Flexible rather than dependent – an interview on industrial sovereignty

Supply shortages of pharmaceutical products have triggered a fundamental debate: How much industrial self-reliance does Europe need to permanently secure the supply of medicines to its patients?

Christoph Reinwald, General Manager of Complex Pharmaceuticals, and Pia Fischer-Windsteig, Head of Quality Management & PV, on sovereignty, modular production models and the question of why proximity of location is a strategic factor today.

“In a world where medical needs often arise rapidly and with high specificity, rigidity is our greatest risk.” Pia Fischer-Windsteig

Drug shortages are now considered a structural problem. At what point does supply security become, in your view, a matter of political and industrial sovereignty?

Pia Fischer-Windsteig: We reach the critical point of sovereignty precisely when we lose the capacity for immediate self-direction. In the past, we prioritised efficiency over resilience, concentrating production at a small number of global sites and in huge volumes. Sovereignty today does not mean doing everything ourselves, but having the flexibility to produce small batches and specialised formats regionally at any time. Political frameworks are the foundation, but without the technological infrastructure and expertise directly on site, Europe remains reactive rather than sovereign. We must begin to understand industrial competence as part of our essential public services.

Complex Pharmaceuticals has deliberately chosen production close to Vienna. Why is proximity of location more than a logistical decision in the pharmaceutical sector today?

Christoph Reinwald: Proximity of location does not only mean shorter pathways. It also concerns better access to qualified specialists and good infrastructural connectivity. In Traiskirchen, the site was also designed so that plant structure, material flow and digital data flow are coordinated with one another from the outset.

Modular production lines promise flexibility. What significance does this adaptability have when medical
needs change faster than classical supply chains can respond?

Pia Fischer-Windsteig: In a world where medical needs often arise rapidly and with high specificity, rigidity is our greatest risk. Modular production lines are the answer to the end of the ‘one-size-fits-all’ era. Take highly specialised therapies or rare diseases: classical large-scale facilities are of no help here. In Traiskirchen, we have reversed the industrial logic. Through tool-free, automated format changes, we make the seemingly impossible possible: economic viability even for the smallest batches. This agility means that in an emergency, we save weeks of changeover time. We no longer merely react to the market — we keep pace with the speed of medical innovation.

Record set:
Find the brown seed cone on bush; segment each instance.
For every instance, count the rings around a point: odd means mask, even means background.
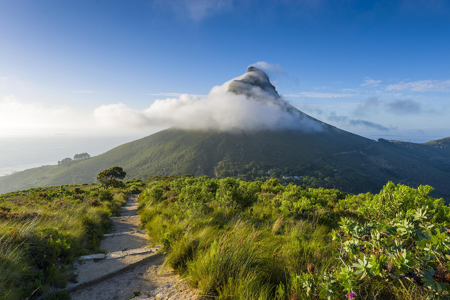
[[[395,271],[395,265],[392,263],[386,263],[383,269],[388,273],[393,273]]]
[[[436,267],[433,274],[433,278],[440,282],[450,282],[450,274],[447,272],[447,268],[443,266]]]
* * *
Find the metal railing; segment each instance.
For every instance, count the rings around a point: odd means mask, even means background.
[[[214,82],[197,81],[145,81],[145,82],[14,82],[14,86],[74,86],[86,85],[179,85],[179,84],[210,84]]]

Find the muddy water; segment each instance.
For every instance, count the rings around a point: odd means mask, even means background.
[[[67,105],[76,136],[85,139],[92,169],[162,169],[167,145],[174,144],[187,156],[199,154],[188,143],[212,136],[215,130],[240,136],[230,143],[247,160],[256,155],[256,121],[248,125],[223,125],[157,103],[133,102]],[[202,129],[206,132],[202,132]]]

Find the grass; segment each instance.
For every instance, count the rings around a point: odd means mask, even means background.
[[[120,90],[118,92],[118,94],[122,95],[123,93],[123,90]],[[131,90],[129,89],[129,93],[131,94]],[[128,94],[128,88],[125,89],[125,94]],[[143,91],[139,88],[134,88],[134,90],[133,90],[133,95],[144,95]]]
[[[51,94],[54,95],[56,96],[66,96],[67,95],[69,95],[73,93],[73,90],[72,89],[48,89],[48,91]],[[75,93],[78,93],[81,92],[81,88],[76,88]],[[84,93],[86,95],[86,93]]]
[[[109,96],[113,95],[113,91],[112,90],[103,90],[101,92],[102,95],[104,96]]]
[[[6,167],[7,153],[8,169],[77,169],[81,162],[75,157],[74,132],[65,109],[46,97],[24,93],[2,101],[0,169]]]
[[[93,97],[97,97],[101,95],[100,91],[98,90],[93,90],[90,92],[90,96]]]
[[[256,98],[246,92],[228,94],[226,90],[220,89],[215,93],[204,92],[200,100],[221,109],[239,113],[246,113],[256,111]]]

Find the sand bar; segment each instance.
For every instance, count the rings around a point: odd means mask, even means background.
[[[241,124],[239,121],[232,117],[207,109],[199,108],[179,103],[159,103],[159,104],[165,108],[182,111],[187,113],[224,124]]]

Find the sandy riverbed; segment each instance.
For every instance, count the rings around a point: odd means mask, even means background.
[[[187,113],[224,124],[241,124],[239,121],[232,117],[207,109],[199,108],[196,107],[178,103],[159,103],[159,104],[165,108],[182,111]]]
==
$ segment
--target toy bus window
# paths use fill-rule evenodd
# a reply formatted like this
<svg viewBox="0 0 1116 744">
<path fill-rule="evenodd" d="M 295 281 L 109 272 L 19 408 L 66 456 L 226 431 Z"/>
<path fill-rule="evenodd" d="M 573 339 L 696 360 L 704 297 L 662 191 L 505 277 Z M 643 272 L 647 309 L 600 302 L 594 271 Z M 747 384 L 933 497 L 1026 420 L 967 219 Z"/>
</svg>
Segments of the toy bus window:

Exercise instructions:
Continue the interview on industrial sovereignty and pharmaceutical supply from its last answer.

Task result:
“Efficiency must not come at the expense of data integrity or regulatory conformity.” Christoph Reinwald


Pharmaceutical manufacturing is highly regulated and simultaneously cost-intensive. Where is the line, in your view, at which efficiency must no longer come at the expense of quality or patient safety?

Christoph Reinwald: Efficiency must not come at the expense of data integrity or regulatory conformity. That is why all batch data at Complex Pharmaceuticals is centrally prepared and released — no manual data entry takes place at the lines themselves. All production and control data flow together in a centrally networked system. Key figures and batch documentation are generated automatically. This creates transparency and ensures consistently compliant documentation.

Europe is engaged in an intensive debate about resilience in healthcare. What role can new production models play in permanently reducing dependencies?

Christoph Reinwald: New production models can help to bring certain steps of the value chain back closer to the European market. If secondary packaging is designed flexibly and different batch sizes can be processed economically, this increases the scope for action within existing supply chains.

What decisions need to be made today so that industrial healthcare infrastructure also inspires confidence in times of crisis?

Christoph Reinwald: The decisive factor is structural decisions in the planning of sites and facilities. Material and process flow, as well as digital data flow, must be conceived in an integrated manner. Automation, central batch preparation and continuous data integration create the foundation for flexible yet GMP-compliant production. Such investments have long-term effects and, in my view, form the basis of robust industrial infrastructure.

This interview was published in the magazine Austrian Business Woman.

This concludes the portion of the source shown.